__Task statement__: Look for "Reviewer note: check that each instance of the woman in" in the listing below, then copy exactly the line it appears in and all lines after it to the end, and nothing more.

::: Data listing :::

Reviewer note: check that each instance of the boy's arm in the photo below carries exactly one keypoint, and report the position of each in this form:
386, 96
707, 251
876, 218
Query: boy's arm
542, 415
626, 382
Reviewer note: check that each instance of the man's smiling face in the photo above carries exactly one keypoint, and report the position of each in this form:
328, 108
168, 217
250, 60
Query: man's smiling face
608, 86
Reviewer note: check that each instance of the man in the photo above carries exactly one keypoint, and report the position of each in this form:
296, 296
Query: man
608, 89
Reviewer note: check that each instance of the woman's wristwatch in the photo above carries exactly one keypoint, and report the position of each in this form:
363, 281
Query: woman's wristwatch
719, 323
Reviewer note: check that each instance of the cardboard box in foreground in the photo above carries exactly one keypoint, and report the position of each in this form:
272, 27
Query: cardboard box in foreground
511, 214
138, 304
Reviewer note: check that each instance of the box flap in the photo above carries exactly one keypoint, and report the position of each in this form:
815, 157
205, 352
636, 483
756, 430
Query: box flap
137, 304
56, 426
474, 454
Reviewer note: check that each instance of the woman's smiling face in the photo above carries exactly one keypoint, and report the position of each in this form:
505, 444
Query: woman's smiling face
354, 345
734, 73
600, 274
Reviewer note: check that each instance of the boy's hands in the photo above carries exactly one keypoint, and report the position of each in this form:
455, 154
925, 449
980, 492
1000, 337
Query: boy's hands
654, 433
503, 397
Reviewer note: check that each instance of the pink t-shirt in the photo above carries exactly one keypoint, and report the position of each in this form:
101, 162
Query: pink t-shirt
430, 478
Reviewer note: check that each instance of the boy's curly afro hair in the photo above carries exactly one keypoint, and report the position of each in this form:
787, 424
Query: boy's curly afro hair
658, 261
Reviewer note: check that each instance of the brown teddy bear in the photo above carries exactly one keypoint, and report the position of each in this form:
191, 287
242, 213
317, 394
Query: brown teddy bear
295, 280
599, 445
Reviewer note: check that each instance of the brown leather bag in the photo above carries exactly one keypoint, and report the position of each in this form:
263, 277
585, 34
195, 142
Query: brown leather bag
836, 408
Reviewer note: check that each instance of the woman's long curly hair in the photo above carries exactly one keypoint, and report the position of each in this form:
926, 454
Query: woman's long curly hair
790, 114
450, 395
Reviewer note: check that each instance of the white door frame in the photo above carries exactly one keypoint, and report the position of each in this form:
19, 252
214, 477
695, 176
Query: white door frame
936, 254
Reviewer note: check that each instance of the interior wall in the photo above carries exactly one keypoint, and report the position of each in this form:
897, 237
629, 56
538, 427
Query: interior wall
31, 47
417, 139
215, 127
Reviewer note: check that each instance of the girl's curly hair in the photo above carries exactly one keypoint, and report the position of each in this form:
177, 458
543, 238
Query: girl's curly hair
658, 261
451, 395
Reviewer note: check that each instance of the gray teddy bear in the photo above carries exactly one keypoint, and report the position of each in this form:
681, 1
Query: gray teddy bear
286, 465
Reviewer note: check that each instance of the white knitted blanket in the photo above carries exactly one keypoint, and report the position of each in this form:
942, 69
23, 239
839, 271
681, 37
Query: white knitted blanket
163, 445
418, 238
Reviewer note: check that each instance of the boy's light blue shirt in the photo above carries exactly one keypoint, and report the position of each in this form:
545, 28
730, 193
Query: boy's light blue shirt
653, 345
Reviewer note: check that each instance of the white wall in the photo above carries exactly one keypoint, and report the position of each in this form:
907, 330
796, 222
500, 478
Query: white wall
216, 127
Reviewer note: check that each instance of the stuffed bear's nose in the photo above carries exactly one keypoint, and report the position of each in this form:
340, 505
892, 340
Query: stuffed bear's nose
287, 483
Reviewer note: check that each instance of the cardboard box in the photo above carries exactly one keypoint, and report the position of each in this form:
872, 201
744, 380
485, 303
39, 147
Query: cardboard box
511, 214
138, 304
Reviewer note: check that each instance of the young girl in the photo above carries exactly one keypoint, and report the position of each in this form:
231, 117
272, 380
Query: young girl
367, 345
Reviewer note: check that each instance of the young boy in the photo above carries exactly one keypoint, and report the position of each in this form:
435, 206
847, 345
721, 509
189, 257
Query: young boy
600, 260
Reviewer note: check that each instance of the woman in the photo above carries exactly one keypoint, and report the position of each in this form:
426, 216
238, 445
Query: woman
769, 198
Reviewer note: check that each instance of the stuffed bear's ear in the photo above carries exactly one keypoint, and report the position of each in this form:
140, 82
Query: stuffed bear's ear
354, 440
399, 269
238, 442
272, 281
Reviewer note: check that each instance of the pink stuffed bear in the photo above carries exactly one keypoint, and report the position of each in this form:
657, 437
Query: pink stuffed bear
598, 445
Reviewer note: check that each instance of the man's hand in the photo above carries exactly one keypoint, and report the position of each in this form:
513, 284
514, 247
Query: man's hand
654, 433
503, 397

:::

__Final result__:
Reviewer note: check that each instance of the woman in the photo above carries exactly one keypoint, and report the position of each in this form:
426, 216
238, 445
Query: woman
769, 198
Reviewer note: check that each instance of the stuffed bear's ear in the photo above carries exactly one keypoint, and report the position of each in this form:
140, 82
Query: stuffed bear's ear
354, 440
399, 269
238, 442
272, 281
Reviewer note: check that each instance of the pink stuffed bear in the photo above carries exactly one keypoint, and report the position of each in this form:
657, 437
Query: pink stuffed bear
598, 445
Reviewer note: check that each instance of the man's hand in the photo above carries exactly one keypoint, and report the position of each in this form:
513, 284
514, 247
Query: man's hand
654, 433
503, 397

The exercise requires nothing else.